-- Written exercise 1 --
Reproduce the records word for word, beginning at the line that contains "the smiling face." and stopping after the line that contains "(1210, 310)".
— BEGIN Document excerpt —
Fast 68000 memory copy routine. 
Author Message
 Fast 68000 memory copy routine.

Someone suggested that I post this in alt.lang.asm. A description of where
this could be found by ftp was originally posted to comp.compression.

Since posting it in comp.compression, someone has pointed out that the
move can be performed faster for relatively word aligned blocks using
the 68000's MOVEM instruction. I have calculated that this will
yield a 13% increase in speed. I haven't got the time to make this
change now. However, the code is public domain so anyone who wants to
can. If you modify this code, please place a note at the top indicating
that you have done so before passing it on.

Enjoy,

Ross Williams

FAST_COPY.68000
===============
Author       : Ross N. Williams.
Release date : 16-Jun-1991.

1. This file contains two modules:

   1) A fast memory block copy routine written in 68000 machine code.
   2) A test package written in C.

2. The  block copy  routine has  been written  for speed.  The routine
examines the relative  alignment of the source  and destination blocks
(byte,  word,  or  longword)  and   uses  the  widest  of  three  move
instructions  (move.b, move.w,  or move.l)  possible on  a 68000.  The
chosen instruction is  then used in an unrolled (by  16) move loop. As
far as I can  see, a faster copy could only  be obtained by increasing
the unrolling which will yield only minor improvements.

3. WARNING:  On later  versions of the  680x0 family  that do  lots of
sophisticated  speed  tricks  (such   as  prefetch  and  caching)  the
unrolling used in this package may  actually be slower that a straight
tightloop. I don't  know. The simplest way  to find out is  to try it.
Perhaps someone could release a  version that takes the processor type
into account as well as the block alignment.

4.  The code  was written  under Lightspeed  C on  a Macintosh.  Minor
changes may be required to port it to another environment (e.g. expand
macros). In particular, I have omitted  some header files for the test
module (for assertions  and portable type definitions and  so on) that
are probably  more easily  rewritten for  the target  environment than
copied. The code was never  designed for portability. Nevertheless, it
should be fairly easy to port.

5. This code is public domain.

6. If you use this code in anger (e.g. in a product) drop me a note at

invoked if anyone finds a bug in this code.

7.   The  internet   newsgroup  comp.compression   might  also   carry
information on this algorithm from time to time.

8.  This code  was  developed as  part of  the  fast data  compression
algorithm LZRW1.  When the  algorithm finds that  it has  expanded the
data instead of compressing it, it  starts over using a copy operation
instead of a compression one.
— END Document excerpt —
— BEGIN Records to process —
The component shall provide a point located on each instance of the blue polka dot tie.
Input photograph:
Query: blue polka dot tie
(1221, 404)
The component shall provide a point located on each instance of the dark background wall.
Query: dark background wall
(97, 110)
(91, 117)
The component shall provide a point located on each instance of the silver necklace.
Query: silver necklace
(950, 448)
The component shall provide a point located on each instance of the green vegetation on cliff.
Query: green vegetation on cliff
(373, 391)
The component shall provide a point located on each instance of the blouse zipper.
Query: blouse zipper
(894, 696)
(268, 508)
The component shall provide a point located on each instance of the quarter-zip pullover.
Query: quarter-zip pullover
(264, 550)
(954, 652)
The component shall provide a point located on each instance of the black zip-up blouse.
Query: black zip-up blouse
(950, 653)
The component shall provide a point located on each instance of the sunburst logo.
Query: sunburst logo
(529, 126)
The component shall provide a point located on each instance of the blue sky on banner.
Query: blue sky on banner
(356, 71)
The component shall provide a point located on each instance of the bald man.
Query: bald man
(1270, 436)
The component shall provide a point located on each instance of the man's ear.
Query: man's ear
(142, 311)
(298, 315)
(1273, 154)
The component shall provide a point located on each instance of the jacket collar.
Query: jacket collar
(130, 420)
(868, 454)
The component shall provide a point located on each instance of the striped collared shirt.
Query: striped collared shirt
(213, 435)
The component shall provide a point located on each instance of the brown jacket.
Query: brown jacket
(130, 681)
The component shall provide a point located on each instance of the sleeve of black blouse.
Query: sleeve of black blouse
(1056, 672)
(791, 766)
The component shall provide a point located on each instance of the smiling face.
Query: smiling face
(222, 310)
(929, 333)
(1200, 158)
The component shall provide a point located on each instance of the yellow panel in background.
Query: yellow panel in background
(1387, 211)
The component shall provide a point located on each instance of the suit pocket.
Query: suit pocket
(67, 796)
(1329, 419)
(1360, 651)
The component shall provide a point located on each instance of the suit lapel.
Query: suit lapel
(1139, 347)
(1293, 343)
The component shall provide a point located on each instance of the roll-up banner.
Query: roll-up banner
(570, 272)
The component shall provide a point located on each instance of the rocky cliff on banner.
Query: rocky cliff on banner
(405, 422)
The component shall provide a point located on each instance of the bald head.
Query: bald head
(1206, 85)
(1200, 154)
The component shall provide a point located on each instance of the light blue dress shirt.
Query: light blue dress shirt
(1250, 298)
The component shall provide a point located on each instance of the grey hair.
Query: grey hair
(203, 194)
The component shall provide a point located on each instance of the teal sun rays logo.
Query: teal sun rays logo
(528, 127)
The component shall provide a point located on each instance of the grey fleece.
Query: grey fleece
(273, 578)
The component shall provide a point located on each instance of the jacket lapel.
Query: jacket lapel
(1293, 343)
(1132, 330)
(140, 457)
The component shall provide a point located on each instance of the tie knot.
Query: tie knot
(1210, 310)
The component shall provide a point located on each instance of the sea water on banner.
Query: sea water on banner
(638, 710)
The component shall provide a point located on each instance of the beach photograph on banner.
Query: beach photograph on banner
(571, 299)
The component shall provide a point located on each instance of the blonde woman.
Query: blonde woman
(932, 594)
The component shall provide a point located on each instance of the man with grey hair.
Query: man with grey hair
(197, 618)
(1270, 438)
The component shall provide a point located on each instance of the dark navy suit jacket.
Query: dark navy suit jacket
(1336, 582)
— END Records to process —
-- Written exercise 2 --
In the post on the fast 68000 copy routine, why does the LZRW1 compression algorithm need a copy operation? Answer in one to three sentences.

-- Final answer 1 --
The component shall provide a point located on each instance of the smiling face.
Query: smiling face
(222, 310)
(929, 333)
(1200, 158)
The component shall provide a point located on each instance of the yellow panel in background.
Query: yellow panel in background
(1387, 211)
The component shall provide a point located on each instance of the suit pocket.
Query: suit pocket
(67, 796)
(1329, 419)
(1360, 651)
The component shall provide a point located on each instance of the suit lapel.
Query: suit lapel
(1139, 347)
(1293, 343)
The component shall provide a point located on each instance of the roll-up banner.
Query: roll-up banner
(570, 272)
The component shall provide a point located on each instance of the rocky cliff on banner.
Query: rocky cliff on banner
(405, 422)
The component shall provide a point located on each instance of the bald head.
Query: bald head
(1206, 85)
(1200, 154)
The component shall provide a point located on each instance of the light blue dress shirt.
Query: light blue dress shirt
(1250, 298)
The component shall provide a point located on each instance of the grey hair.
Query: grey hair
(203, 194)
The component shall provide a point located on each instance of the teal sun rays logo.
Query: teal sun rays logo
(528, 127)
The component shall provide a point located on each instance of the grey fleece.
Query: grey fleece
(273, 578)
The component shall provide a point located on each instance of the jacket lapel.
Query: jacket lapel
(1293, 343)
(1132, 330)
(140, 457)
The component shall provide a point located on each instance of the tie knot.
Query: tie knot
(1210, 310)

-- Final answer 2 --
LZRW1 needs it for cases where the algorithm has expanded the data instead of compressing it. When that happens, the algorithm starts over and uses a copy operation instead of a compression one.